◆ **EXCERPTED PASSAGE**
/---
Navalny’s wife and virtually everyone else were certain he had been
poisoned. Christo Grozev of Bellingcat,
a
Netherlands-based investigative journalism group that specializes in
fact-checking and open-source intelligence (OSINT), contacted the
recovering Navalny and told him he thought he knew the men who tried to
kill him.
Navalny invited Christo
and his team to the German town where he was recovering and Christo
recorded their investigation in real time as Navalny continued his
opposition to Putin, despite the threat on his life. This is
Cinéma vérité in the
truest sense of the term, a can’t miss film of a man of enormous
patriotism and courage, full of tension, better than any fictional
thriller from Hollywood, and a testament to a man now in a Russian
prison being brutally tortured, according to Christo in a Q&A after the
screening.
Full Time
(9/10): 85 minutes. NR. Laure Calamy gives a
bravura performance as a single mother of two young children working as
a chambermaid in a five-star Paris hotel, but still trying to get a
better job and get out of debt. She commutes to Paris from a small town
when a transit strike hits and the fit hits the shan. Hard as it might
be to believe, this is full of tension as she juggles her life and tries
to survive. One of the best films of the year.
\---
◆ **WHAT IS ASKED**
Extract the film review excerpt in full, word for word, with nothing changed. The material that comes next isn't needed for anything here.

◆ **RECORD EXTRACTS**
/---
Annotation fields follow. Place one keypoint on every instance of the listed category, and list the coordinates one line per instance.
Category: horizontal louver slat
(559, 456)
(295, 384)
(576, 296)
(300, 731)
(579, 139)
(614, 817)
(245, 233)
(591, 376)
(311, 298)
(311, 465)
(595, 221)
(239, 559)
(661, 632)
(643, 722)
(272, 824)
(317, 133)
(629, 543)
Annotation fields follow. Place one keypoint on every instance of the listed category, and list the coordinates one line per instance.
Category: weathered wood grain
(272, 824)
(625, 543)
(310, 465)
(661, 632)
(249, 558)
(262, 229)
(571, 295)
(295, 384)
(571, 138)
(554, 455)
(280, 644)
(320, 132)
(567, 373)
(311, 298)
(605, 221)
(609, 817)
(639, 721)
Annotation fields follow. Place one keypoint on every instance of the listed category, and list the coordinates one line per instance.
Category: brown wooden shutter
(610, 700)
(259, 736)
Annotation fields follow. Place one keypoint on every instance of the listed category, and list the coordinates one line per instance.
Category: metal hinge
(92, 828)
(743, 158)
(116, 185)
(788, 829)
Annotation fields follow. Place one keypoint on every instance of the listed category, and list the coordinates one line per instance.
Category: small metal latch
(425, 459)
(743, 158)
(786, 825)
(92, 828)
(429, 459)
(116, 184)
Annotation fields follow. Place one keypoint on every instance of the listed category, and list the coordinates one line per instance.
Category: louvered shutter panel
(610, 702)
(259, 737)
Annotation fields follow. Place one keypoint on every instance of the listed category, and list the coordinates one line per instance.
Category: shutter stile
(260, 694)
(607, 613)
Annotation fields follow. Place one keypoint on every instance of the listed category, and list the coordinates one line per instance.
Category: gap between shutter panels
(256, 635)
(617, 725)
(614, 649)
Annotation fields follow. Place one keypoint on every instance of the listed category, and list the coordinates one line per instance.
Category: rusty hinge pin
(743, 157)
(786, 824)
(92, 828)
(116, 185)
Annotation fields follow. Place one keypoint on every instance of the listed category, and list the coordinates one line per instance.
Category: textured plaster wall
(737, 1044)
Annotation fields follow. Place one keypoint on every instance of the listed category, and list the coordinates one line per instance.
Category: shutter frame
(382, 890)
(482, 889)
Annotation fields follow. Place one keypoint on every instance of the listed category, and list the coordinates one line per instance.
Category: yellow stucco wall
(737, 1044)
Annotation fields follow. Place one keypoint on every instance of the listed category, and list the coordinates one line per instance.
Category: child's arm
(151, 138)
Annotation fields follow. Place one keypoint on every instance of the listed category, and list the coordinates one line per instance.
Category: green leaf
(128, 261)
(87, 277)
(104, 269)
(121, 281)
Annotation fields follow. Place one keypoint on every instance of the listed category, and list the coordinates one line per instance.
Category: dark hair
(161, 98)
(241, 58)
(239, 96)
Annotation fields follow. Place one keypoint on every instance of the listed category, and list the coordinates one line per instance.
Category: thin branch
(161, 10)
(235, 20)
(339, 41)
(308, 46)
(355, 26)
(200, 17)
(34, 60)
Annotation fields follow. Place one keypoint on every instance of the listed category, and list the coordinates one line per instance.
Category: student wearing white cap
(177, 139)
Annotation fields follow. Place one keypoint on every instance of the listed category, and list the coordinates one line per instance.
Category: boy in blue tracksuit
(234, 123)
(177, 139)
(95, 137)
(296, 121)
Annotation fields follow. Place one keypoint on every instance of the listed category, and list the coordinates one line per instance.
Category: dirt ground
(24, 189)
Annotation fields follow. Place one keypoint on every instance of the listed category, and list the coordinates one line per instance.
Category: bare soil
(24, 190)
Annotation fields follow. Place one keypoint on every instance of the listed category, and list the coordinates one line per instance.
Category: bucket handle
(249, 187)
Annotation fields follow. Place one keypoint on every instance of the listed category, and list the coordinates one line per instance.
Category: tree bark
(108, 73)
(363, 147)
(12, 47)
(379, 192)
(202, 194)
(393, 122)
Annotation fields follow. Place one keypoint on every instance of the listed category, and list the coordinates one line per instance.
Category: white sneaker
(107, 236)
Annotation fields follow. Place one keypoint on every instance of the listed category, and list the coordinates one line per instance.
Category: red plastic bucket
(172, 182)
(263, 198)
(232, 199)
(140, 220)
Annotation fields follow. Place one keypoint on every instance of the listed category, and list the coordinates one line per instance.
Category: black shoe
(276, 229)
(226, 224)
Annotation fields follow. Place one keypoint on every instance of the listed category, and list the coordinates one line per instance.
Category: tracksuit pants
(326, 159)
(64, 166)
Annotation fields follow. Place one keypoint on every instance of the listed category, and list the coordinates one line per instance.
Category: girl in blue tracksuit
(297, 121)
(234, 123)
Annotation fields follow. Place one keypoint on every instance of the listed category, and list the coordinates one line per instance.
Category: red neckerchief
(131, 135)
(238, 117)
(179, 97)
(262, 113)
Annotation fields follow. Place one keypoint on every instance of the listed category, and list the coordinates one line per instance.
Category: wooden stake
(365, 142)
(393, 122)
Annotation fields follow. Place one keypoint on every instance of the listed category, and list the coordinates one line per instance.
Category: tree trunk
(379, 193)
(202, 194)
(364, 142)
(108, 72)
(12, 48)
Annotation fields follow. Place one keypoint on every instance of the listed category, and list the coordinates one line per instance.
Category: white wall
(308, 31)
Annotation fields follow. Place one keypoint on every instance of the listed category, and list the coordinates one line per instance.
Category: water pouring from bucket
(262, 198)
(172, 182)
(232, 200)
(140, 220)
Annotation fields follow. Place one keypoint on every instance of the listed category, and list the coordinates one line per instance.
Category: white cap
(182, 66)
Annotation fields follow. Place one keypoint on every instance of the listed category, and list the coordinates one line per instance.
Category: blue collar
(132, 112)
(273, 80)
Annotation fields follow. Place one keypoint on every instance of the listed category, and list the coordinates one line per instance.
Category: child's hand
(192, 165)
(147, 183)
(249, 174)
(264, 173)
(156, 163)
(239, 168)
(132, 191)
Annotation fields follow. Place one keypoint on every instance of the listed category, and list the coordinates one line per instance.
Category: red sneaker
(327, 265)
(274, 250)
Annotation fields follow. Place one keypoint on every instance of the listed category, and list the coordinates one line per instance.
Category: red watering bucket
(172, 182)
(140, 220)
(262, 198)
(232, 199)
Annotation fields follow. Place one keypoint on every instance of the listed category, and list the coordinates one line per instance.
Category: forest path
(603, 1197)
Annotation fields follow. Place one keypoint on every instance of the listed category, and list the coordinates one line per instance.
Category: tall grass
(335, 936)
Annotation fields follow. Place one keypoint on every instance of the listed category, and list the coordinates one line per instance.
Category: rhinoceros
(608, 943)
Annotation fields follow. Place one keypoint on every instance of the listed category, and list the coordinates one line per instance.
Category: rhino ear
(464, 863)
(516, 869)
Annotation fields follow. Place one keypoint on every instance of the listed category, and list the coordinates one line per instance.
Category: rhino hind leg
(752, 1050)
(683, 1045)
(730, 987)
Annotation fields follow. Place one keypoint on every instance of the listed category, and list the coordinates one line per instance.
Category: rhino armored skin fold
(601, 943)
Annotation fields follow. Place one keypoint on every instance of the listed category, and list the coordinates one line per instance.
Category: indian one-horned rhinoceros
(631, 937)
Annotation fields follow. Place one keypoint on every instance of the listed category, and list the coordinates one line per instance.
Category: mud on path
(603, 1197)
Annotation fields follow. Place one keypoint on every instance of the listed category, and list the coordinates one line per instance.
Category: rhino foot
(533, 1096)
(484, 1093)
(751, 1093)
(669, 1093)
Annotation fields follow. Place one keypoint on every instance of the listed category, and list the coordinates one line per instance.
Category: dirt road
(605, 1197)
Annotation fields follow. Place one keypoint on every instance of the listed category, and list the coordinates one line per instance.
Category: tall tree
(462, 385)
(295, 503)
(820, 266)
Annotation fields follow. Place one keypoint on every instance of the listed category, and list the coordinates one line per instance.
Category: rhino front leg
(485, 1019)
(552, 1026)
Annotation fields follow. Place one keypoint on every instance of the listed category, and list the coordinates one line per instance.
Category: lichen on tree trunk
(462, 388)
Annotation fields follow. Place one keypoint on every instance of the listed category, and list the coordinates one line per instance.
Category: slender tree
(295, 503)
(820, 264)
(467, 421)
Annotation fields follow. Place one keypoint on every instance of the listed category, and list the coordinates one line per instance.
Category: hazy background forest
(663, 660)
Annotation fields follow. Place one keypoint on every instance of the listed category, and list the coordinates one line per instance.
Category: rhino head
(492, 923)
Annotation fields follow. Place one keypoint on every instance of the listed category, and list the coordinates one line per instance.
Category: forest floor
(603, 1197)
\---
◆ **OUTPUT**
Navalny’s wife and virtually everyone else were certain he had been
poisoned. Christo Grozev of Bellingcat,
a
Netherlands-based investigative journalism group that specializes in
fact-checking and open-source intelligence (OSINT), contacted the
recovering Navalny and told him he thought he knew the men who tried to
kill him.
Navalny invited Christo
and his team to the German town where he was recovering and Christo
recorded their investigation in real time as Navalny continued his
opposition to Putin, despite the threat on his life. This is
Cinéma vérité in the
truest sense of the term, a can’t miss film of a man of enormous
patriotism and courage, full of tension, better than any fictional
thriller from Hollywood, and a testament to a man now in a Russian
prison being brutally tortured, according to Christo in a Q&A after the
screening.
Full Time
(9/10): 85 minutes. NR. Laure Calamy gives a
bravura performance as a single mother of two young children working as
a chambermaid in a five-star Paris hotel, but still trying to get a
better job and get out of debt. She commutes to Paris from a small town
when a transit strike hits and the fit hits the shan. Hard as it might
be to believe, this is full of tension as she juggles her life and tries
to survive. One of the best films of the year.